-- START Input --

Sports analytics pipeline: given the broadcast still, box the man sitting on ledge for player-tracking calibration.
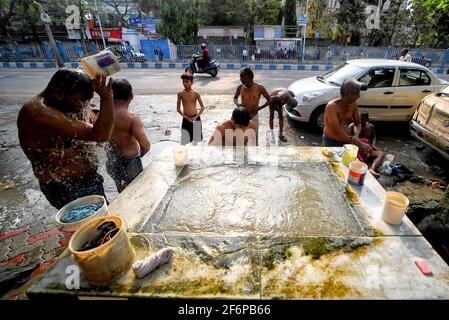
[209,106,257,147]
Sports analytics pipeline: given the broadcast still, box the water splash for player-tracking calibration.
[61,203,103,223]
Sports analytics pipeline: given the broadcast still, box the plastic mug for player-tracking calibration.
[348,160,368,186]
[173,146,189,167]
[341,144,359,166]
[381,191,409,225]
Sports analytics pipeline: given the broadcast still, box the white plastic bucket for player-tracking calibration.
[381,191,409,225]
[173,146,189,167]
[56,195,109,232]
[348,161,368,186]
[69,216,135,286]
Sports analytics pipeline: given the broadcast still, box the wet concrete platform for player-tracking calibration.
[28,147,449,299]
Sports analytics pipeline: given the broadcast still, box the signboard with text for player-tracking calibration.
[90,29,122,40]
[298,14,307,26]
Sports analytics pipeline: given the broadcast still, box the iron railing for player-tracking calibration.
[0,41,449,67]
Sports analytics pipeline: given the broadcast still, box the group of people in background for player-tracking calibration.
[17,67,383,208]
[177,67,298,146]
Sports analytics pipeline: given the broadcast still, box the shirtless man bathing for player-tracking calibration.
[323,79,372,153]
[209,106,256,147]
[176,73,204,145]
[234,67,271,142]
[106,79,151,193]
[17,68,114,209]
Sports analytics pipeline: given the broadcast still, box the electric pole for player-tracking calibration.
[34,1,64,68]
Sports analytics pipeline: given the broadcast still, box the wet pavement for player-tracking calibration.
[0,69,449,298]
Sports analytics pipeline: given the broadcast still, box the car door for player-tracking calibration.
[389,68,434,121]
[357,67,396,121]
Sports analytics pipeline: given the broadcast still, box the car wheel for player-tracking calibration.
[207,69,218,77]
[309,106,326,131]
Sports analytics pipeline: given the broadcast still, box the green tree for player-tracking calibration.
[307,0,335,38]
[156,0,198,44]
[334,0,366,45]
[101,0,131,24]
[253,0,283,25]
[284,0,297,38]
[134,0,161,17]
[411,0,449,48]
[0,0,19,39]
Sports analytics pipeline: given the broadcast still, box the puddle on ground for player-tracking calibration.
[145,163,363,236]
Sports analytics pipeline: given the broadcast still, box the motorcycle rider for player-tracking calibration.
[196,43,210,70]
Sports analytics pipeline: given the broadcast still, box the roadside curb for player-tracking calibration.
[0,62,444,75]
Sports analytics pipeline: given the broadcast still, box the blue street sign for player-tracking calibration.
[129,17,162,24]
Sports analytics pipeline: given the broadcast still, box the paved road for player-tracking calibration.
[0,69,449,98]
[0,69,320,98]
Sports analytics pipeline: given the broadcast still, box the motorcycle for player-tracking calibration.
[185,54,220,77]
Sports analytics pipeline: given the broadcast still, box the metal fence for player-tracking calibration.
[0,41,449,67]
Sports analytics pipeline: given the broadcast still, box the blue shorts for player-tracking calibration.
[39,173,107,209]
[323,134,346,147]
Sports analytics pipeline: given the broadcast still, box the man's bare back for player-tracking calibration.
[324,98,360,141]
[234,67,271,118]
[209,120,256,146]
[178,90,201,118]
[111,107,150,158]
[236,83,270,118]
[17,97,97,182]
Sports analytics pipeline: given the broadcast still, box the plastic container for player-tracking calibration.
[341,144,359,166]
[56,195,109,233]
[381,191,409,225]
[173,146,189,167]
[69,216,135,286]
[348,161,368,186]
[80,50,121,79]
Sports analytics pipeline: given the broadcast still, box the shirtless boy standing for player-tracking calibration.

-- END Input --

## What you need to do:
What are the lines from the one with "road for player-tracking calibration." through the last line of the records above? Quote them exactly and add nothing.

## Output:
Sports analytics pipeline: given the broadcast still, box the paved road for player-tracking calibration.
[0,69,449,98]
[0,69,320,98]
Sports analytics pipeline: given the broadcast still, box the motorcycle for player-tracking calibration.
[185,54,220,77]
Sports analytics pipeline: given the broadcast still, box the metal fence for player-tracking calibration.
[0,41,449,67]
Sports analytics pipeline: given the broadcast still, box the blue shorts for player-tracking calibration.
[39,173,107,209]
[323,134,346,147]
Sports analytics pipeline: given the broadcast still, box the man's bare back for player-tracking calibration.
[324,98,360,141]
[234,67,271,118]
[209,120,256,146]
[178,90,201,118]
[111,107,150,158]
[236,83,270,118]
[17,97,97,182]
Sports analytics pipeline: given the broadcast still, box the plastic container for player-tracking calibration.
[341,144,359,166]
[56,195,109,233]
[381,191,409,225]
[173,146,189,167]
[69,216,135,286]
[348,161,368,186]
[80,50,121,79]
Sports analytics pipeline: given the broadcast still, box the shirtless boy standing for player-tracking calibration.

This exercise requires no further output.